-- Input records follows --
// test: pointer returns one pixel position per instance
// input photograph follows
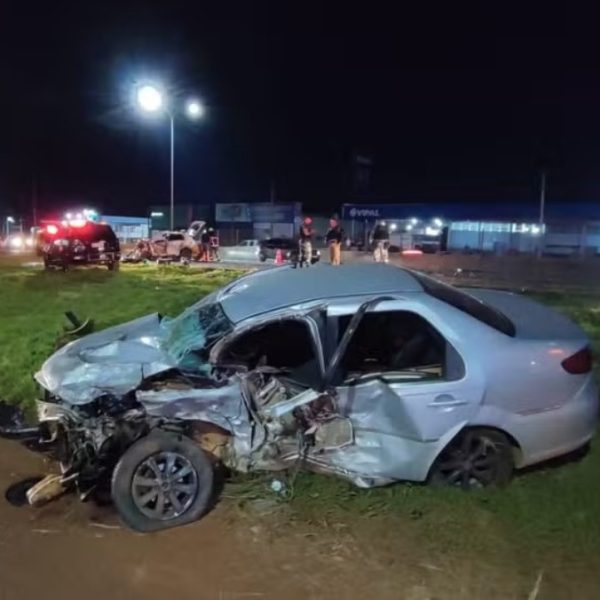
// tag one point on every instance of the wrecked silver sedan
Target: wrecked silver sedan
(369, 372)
-- Input records concluded --
-- Input records follows --
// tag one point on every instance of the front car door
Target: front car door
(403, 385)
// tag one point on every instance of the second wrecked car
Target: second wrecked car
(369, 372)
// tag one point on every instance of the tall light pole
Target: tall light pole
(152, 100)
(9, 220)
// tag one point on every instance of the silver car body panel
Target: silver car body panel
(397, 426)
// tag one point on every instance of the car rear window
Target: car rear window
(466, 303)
-- Input records concluded --
-- Input records follows --
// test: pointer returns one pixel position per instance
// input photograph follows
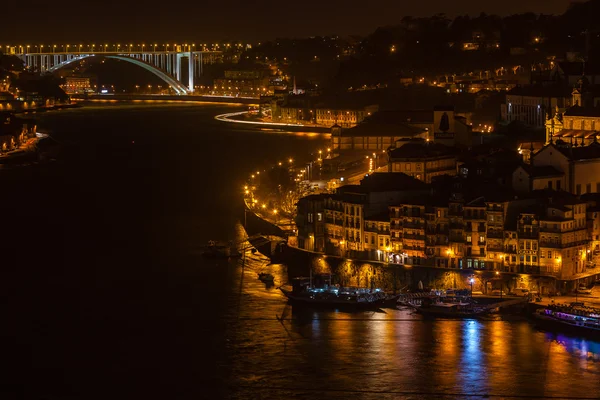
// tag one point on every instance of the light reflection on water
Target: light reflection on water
-- Input records concluded --
Work item:
Wherever a line in the data above holds "reflection", copy that line.

Final answer:
// tag one point on every instance of the light reflection on water
Target: light reflection on water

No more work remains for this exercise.